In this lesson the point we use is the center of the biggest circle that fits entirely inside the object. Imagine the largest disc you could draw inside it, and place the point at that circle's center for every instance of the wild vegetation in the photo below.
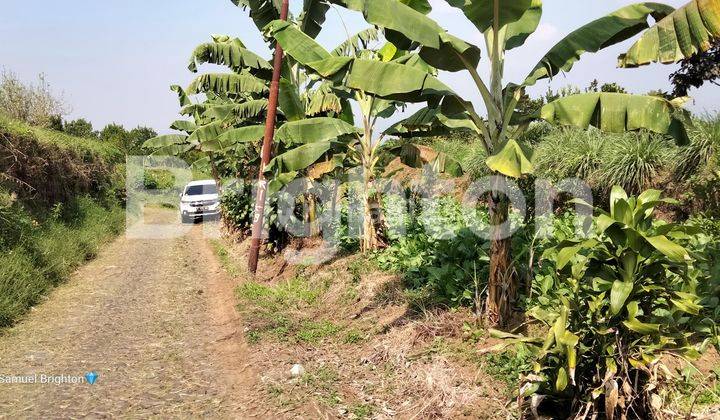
(594, 316)
(639, 289)
(60, 200)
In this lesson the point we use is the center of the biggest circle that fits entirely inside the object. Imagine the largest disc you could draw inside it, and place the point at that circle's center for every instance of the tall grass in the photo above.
(44, 253)
(568, 153)
(636, 162)
(466, 149)
(704, 145)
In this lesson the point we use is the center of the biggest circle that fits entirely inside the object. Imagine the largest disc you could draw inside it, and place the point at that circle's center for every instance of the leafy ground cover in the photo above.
(59, 202)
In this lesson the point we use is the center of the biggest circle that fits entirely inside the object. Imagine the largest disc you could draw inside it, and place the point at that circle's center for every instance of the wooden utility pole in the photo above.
(258, 215)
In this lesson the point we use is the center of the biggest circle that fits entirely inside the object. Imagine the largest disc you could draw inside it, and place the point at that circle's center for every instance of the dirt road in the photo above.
(155, 319)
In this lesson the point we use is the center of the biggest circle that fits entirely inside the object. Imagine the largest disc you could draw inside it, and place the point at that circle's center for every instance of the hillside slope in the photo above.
(60, 198)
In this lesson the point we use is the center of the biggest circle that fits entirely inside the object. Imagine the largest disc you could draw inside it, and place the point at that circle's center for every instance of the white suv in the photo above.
(200, 199)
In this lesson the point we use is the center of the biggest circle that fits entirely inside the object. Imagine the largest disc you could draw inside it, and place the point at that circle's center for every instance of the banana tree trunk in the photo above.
(502, 283)
(312, 218)
(369, 235)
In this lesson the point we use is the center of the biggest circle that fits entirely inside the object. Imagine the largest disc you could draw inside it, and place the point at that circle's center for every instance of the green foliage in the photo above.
(130, 142)
(39, 255)
(158, 179)
(440, 253)
(237, 207)
(614, 302)
(36, 105)
(83, 147)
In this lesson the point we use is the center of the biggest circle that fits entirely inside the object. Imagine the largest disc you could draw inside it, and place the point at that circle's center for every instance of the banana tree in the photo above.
(230, 100)
(362, 147)
(506, 25)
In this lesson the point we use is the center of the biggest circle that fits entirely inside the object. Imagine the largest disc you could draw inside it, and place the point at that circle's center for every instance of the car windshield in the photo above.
(201, 189)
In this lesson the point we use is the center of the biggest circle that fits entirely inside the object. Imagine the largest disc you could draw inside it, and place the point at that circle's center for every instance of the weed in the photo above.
(507, 366)
(313, 332)
(354, 335)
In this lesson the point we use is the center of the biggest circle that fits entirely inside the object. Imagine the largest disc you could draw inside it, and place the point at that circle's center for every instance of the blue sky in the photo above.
(114, 61)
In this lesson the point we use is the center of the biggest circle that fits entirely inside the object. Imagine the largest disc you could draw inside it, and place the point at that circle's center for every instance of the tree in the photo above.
(350, 147)
(506, 25)
(34, 104)
(696, 70)
(80, 128)
(136, 137)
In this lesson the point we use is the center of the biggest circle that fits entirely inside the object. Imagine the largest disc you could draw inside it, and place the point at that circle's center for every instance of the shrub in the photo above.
(440, 253)
(33, 104)
(567, 153)
(48, 252)
(158, 179)
(619, 299)
(236, 204)
(635, 162)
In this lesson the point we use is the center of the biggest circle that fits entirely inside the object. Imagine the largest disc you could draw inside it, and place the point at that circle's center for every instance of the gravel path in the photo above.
(155, 319)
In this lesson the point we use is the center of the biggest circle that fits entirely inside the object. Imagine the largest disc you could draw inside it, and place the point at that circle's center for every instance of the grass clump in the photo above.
(274, 311)
(45, 252)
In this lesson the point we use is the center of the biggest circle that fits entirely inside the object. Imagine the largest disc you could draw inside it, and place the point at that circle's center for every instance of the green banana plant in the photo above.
(341, 144)
(506, 25)
(620, 299)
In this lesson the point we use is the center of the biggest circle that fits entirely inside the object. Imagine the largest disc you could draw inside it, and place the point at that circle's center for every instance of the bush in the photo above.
(636, 162)
(237, 206)
(440, 253)
(49, 251)
(33, 104)
(616, 301)
(158, 179)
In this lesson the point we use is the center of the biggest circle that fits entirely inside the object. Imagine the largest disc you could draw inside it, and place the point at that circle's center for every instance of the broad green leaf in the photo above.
(323, 100)
(229, 138)
(641, 327)
(231, 54)
(385, 79)
(313, 16)
(299, 158)
(407, 22)
(670, 249)
(394, 81)
(356, 43)
(687, 306)
(618, 295)
(616, 27)
(183, 125)
(165, 140)
(617, 113)
(313, 130)
(690, 29)
(245, 110)
(222, 83)
(518, 31)
(512, 160)
(319, 169)
(173, 149)
(279, 181)
(182, 96)
(207, 132)
(481, 12)
(564, 256)
(289, 101)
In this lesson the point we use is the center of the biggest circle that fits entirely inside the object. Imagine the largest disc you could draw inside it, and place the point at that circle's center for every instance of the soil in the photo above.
(156, 320)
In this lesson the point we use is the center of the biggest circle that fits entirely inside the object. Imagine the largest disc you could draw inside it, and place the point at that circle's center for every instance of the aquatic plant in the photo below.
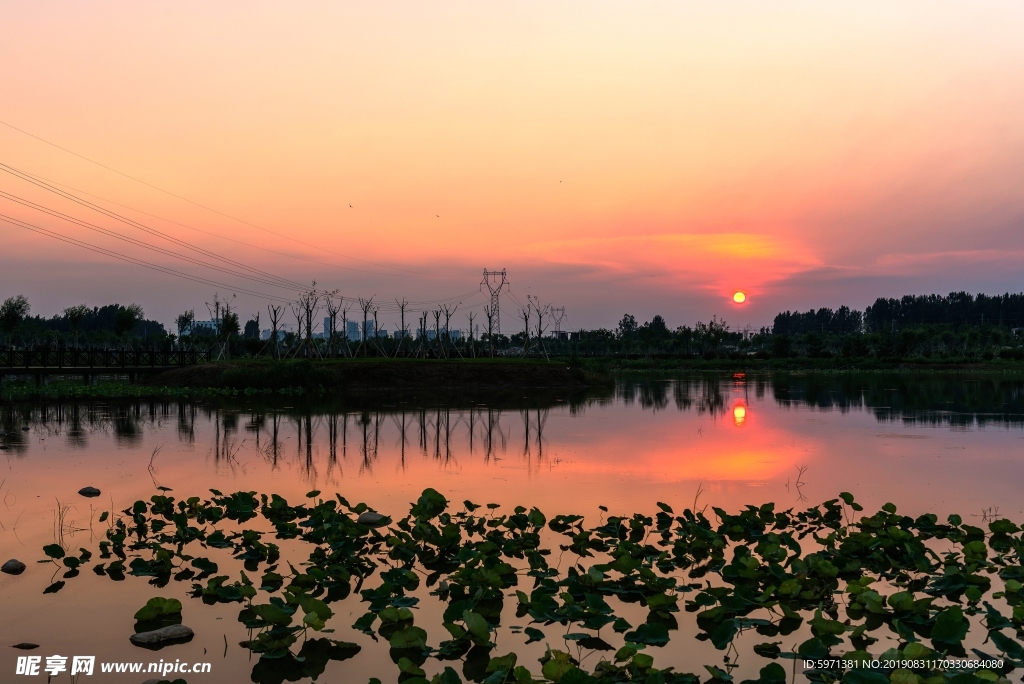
(841, 581)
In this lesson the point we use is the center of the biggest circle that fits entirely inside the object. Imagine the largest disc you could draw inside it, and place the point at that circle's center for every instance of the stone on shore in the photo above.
(172, 634)
(371, 518)
(12, 566)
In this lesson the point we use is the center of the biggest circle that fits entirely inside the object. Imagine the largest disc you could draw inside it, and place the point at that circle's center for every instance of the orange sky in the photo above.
(649, 158)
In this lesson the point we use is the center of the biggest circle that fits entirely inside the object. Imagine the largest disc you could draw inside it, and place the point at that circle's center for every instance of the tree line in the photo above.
(958, 327)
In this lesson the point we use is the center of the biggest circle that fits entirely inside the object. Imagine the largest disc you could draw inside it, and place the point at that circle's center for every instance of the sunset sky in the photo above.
(651, 158)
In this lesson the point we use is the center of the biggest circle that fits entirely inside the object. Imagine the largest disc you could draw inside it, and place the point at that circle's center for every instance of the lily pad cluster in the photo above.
(867, 598)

----

**What you will do**
Pictures stay out; reproduce every line of the records exactly.

**Final result**
In this lesson the point we use is the center of the biggest circle that fits entirely inside the object. Imagine the largest disc you could draw inside it, and place the point at that circle's center for every instance of the wild vegetation in the photo below.
(594, 316)
(639, 289)
(60, 200)
In this lesson the point we use is the center of the biggest circle that fits entirely inside the object. Imagine the largest disc you could draw inside it, and place the point at that circle's center for every instance of the tall grass in the photo above.
(44, 253)
(568, 153)
(636, 162)
(466, 149)
(704, 145)
In this lesson the point we use is the center of the biggest circle that fits entirely inside the object. Imagine the largest disc you could draw inside it, and place the point at that circle's center for every instance of the leafy ground cover in the photo above.
(59, 202)
In this lesson the point we use is the center of the biggest circle that fits entirely inside the object. Imagine the largest disc you could draw inside it, and place the point at that circle's center for every instance of the wooden utility pole in the photo above.
(258, 215)
In this lesson the point we use is the center of the biggest circle that fits entirely inside the object. Imagine the largest disc you could draw inside it, and place the point at that circle's center for every instance of the dirt road in the photo above.
(155, 319)
In this lesson the point we use is the center of the biggest circle that fits entirely inside the object. Imagine the largest disc you could draw inside it, and place the point at that circle's center for every instance of the hillside slope in the photo above.
(60, 198)
In this lesson the point we use is the center of the biggest circle that fits entirely inside the object. Imagine the largest disc you could draw inside it, and place the point at that circle's center for every instance of the white suv in the photo above.
(200, 199)
In this lesson the point we use is the center of the biggest circle that fits entirely inside the object. Imagine the largest disc you could draw inside it, and place the point at that circle's center for every instance of the banana tree trunk in the photo above.
(502, 283)
(312, 218)
(369, 235)
In this lesson the point we use is the center of the biggest circle that fits entirely inside the object. Imagine the largest disc you could draw inside it, and place the point at that circle's center for every instance of the green foliage in the photo above.
(130, 142)
(39, 255)
(158, 179)
(440, 253)
(237, 207)
(614, 302)
(36, 105)
(83, 147)
In this lesson the point we use is the center of the biggest circle that fits entirely inside the object. Imagine the largest disc you could draw inside it, and place the point at that circle's center for every instance of the banana tree in the photo above.
(230, 100)
(362, 147)
(506, 25)
In this lesson the point we use is the center of the biggest circle that fits entirely inside the object. Imagine the largest disc you could draw inside it, and place the point at that circle's center for every instance of the car windshield in the photo above.
(201, 189)
In this lesson the point we use is the center of the biggest circle that fits entirely inside the object. Imagine the largest disc you could draw inside it, and place the point at that circle's center for every instance of the weed in the photo above.
(507, 366)
(313, 332)
(354, 335)
In this lesson the point we use is the center of the biggest circle that fits entirely inside the object. Imagine the largest disc you could draw inside it, and place the point at that circle's center for every instance of the blue sky in the photo above.
(114, 61)
In this lesson the point we use is the center of the biggest circle that fits entirely inside the object. Imagine the largest disc you could draw inside it, and place the point at that circle's center for every instance of the tree in the photo above.
(350, 147)
(506, 25)
(34, 104)
(696, 70)
(80, 128)
(136, 137)
In this lesson the point we use is the center of the biggest circle that fits entirely inside the object. Imagine the largest disc you could draw inside it, and place the point at that circle's center for every instance of the shrub in the photo above.
(440, 253)
(33, 104)
(567, 153)
(48, 252)
(158, 179)
(619, 299)
(236, 204)
(635, 162)
In this lesson the point we use is the center of the biggest circle that fits entirely inside the object. Imagine the largest disc you could draw inside it, and place the point at that circle's center for every instance of the gravel path in the photo above.
(155, 319)
In this lesson the point we use is the center of the biggest circle that fits entirely inside the object. Imagine the largest disc you could draw inside it, and place the point at that circle's center for every instance of the grass clump in the photo above.
(274, 311)
(45, 252)
In this lesson the point we use is the center of the biggest circle that fits entirely inside the object. Imagine the largest disc you could draw inside it, and place the point at that circle's center for every instance of the green banana plant in the photo above.
(341, 144)
(506, 25)
(620, 299)
In this lesson the point we use is the center of the biggest circle that fits entirely inside the object. Imagine the largest disc you could draw inside it, and place the point at that circle's center for every instance of the bush in the photo above.
(636, 162)
(237, 206)
(440, 253)
(49, 251)
(33, 104)
(616, 301)
(158, 179)
In this lesson the point we use is the center of the biggest circle that fits entirely inside the object. Imagine the largest disc you could draw inside it, and place the point at that circle's center for every instance of the broad green leaf in the photo above.
(323, 100)
(229, 138)
(641, 327)
(231, 54)
(385, 79)
(313, 16)
(299, 158)
(407, 22)
(670, 249)
(394, 81)
(356, 43)
(687, 306)
(618, 295)
(616, 27)
(183, 125)
(165, 140)
(617, 113)
(313, 130)
(690, 29)
(245, 110)
(222, 83)
(518, 31)
(512, 160)
(319, 169)
(173, 149)
(279, 181)
(182, 96)
(207, 132)
(481, 12)
(564, 256)
(289, 101)
In this lesson the point we use is the center of the biggest circle that fits entirely inside the object. Imagine the largest disc you could draw inside it, and place the point at that circle's center for every instance of the soil in the photo above.
(156, 320)
In this lesson the point we use is the center of the biggest circle that fits entirely inside the object. Imagine the largest disc you could draw inside it, and place the point at that circle's center for every instance of the aquatic plant in the photo below.
(841, 581)
In this lesson the point we use is the center of the biggest circle that fits entirely inside the object. Imagine the largest disc you could draw inside it, and place the point at that circle's center for every instance of the stone on shore in the photo above.
(172, 634)
(371, 518)
(12, 566)
In this lesson the point we use is the center of the biggest circle that fits entirely inside the object. Imagine the largest disc you could draw inside it, and place the point at that circle's center for every instance of the orange sky in the photo above.
(649, 158)
In this lesson the point we use is the center of the biggest circle that fits entirely inside the object. Imagine the largest disc you could draw inside it, and place the point at that circle's center for every instance of the tree line in the photo above.
(958, 327)
In this lesson the point we use is the center of the biggest circle that fits entirely inside the object. Imagine the largest disc you could draw inside it, and place the point at that circle's center for every instance of the sunset sky in the photo above.
(651, 158)
In this lesson the point we use is the center of the biggest circle that fits entirely inside the object. Imagine the largest disc you could draw inside it, and place the point at that circle's center for every instance of the lily pad cluster in the photo above.
(867, 598)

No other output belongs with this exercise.